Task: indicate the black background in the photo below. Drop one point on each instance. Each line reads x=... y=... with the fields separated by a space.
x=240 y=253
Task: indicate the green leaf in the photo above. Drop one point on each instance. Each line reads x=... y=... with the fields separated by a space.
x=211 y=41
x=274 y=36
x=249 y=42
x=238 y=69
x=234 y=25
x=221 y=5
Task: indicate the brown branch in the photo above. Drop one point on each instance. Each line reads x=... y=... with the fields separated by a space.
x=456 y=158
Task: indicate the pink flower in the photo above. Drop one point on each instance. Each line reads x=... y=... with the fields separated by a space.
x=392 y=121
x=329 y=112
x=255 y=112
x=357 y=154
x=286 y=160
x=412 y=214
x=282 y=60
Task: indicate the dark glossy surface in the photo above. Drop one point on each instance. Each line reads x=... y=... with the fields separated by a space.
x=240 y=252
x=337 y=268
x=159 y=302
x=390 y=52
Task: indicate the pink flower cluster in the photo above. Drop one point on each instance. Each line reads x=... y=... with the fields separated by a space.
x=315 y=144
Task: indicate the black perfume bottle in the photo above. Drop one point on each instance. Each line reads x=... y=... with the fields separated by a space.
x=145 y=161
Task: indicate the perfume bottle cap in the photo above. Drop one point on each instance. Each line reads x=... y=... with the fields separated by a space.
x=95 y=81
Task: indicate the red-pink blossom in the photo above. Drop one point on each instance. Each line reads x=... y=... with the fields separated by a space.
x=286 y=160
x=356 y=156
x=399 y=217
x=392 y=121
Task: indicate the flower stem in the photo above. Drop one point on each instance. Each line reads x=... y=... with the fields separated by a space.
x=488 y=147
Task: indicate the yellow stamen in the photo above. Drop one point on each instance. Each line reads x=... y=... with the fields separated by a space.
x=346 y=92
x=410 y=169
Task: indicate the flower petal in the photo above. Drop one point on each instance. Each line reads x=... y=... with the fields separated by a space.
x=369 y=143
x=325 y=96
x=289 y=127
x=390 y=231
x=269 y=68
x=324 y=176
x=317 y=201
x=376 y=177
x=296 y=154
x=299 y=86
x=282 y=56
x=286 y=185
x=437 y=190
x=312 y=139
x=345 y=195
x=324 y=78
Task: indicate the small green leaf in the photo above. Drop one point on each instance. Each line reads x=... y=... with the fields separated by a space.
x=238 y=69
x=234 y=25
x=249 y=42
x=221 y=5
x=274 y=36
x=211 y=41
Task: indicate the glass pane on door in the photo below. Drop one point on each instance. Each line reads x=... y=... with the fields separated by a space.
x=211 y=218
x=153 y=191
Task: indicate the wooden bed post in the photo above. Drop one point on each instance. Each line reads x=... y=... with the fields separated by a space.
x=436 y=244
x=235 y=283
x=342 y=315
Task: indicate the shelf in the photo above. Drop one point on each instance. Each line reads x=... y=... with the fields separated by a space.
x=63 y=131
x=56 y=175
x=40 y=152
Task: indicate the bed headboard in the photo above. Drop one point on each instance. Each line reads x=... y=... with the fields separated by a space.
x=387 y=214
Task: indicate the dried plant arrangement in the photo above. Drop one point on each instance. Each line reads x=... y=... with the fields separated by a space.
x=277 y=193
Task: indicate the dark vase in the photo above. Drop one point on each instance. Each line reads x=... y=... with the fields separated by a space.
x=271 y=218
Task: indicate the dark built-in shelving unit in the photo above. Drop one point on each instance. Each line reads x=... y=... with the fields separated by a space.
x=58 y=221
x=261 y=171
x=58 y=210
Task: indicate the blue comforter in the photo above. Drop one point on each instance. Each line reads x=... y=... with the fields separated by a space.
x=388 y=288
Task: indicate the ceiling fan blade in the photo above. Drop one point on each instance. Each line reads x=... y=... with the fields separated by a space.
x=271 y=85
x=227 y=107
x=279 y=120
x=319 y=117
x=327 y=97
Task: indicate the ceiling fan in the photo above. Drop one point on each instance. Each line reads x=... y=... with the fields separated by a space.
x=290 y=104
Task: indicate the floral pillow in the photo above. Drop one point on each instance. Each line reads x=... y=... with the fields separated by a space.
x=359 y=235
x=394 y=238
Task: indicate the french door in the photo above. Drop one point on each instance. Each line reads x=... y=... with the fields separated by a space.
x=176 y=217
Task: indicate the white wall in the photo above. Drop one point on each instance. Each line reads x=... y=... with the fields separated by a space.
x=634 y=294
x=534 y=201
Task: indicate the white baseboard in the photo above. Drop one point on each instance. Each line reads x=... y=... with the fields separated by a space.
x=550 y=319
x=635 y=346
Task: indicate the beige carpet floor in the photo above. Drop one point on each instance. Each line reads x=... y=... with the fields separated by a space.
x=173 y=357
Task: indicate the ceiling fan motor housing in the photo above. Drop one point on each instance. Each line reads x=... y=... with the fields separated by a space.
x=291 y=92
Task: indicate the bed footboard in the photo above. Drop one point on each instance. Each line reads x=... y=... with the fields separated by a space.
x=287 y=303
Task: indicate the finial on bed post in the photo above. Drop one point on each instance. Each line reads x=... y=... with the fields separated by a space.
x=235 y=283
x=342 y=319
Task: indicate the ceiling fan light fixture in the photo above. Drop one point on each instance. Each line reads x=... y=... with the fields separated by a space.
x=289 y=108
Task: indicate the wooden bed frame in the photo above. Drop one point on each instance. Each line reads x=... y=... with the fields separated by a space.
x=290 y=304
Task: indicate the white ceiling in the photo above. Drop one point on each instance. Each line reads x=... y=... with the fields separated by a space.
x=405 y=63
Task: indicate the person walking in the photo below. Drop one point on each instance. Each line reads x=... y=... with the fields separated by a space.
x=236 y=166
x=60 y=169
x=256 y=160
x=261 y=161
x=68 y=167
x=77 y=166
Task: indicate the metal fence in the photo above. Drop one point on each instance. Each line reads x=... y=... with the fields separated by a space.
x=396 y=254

==============================

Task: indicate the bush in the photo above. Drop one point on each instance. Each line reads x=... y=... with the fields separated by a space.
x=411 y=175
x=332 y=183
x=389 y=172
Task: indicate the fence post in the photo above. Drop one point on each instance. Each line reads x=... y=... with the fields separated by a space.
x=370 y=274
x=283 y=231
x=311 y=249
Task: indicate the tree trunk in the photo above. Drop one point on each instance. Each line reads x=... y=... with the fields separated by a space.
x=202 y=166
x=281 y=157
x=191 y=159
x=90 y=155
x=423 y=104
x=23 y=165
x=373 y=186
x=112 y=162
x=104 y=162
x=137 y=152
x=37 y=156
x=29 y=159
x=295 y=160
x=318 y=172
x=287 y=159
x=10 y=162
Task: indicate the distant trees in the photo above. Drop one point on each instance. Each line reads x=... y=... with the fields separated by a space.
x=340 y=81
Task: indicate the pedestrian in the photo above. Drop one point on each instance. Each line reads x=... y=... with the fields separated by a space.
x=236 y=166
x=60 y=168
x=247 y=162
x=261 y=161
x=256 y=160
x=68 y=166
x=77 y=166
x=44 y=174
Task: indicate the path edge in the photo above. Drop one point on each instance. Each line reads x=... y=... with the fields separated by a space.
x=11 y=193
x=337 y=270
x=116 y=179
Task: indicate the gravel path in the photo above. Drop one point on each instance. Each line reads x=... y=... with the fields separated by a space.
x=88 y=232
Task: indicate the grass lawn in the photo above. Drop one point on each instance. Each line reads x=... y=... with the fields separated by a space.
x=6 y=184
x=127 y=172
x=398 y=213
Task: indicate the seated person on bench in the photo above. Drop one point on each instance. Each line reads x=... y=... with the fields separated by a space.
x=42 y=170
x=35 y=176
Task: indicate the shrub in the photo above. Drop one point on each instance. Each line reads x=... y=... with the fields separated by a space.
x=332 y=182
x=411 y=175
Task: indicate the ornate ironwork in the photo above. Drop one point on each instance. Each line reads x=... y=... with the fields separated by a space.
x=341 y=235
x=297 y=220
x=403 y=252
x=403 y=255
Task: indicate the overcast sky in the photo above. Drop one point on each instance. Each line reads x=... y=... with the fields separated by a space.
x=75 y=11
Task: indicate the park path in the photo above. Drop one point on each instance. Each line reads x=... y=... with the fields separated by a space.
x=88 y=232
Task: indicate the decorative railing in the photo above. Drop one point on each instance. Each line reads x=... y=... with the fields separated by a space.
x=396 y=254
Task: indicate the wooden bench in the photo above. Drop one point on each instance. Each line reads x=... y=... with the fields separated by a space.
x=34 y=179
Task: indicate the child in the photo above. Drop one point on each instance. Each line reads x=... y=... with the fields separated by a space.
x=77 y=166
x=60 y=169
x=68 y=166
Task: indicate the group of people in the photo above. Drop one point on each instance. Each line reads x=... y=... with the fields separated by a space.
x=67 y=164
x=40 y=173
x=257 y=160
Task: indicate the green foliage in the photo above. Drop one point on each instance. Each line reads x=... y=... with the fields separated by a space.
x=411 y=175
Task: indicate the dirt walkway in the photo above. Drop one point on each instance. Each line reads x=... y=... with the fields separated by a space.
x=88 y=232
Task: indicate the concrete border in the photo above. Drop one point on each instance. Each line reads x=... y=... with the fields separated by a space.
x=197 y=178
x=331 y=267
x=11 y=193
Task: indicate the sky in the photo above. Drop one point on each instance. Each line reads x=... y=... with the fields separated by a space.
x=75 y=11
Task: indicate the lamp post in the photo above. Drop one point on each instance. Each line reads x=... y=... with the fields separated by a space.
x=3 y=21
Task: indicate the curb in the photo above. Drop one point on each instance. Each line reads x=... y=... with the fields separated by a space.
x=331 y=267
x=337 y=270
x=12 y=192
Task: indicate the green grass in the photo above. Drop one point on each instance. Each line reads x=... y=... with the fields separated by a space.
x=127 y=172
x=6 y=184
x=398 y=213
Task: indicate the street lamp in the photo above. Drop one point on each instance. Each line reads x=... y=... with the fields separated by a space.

==============================

**Exercise task**
How many lines in the entries contain the word "wooden"? Case counts; reply with the number only.

**Solution to this problem**
3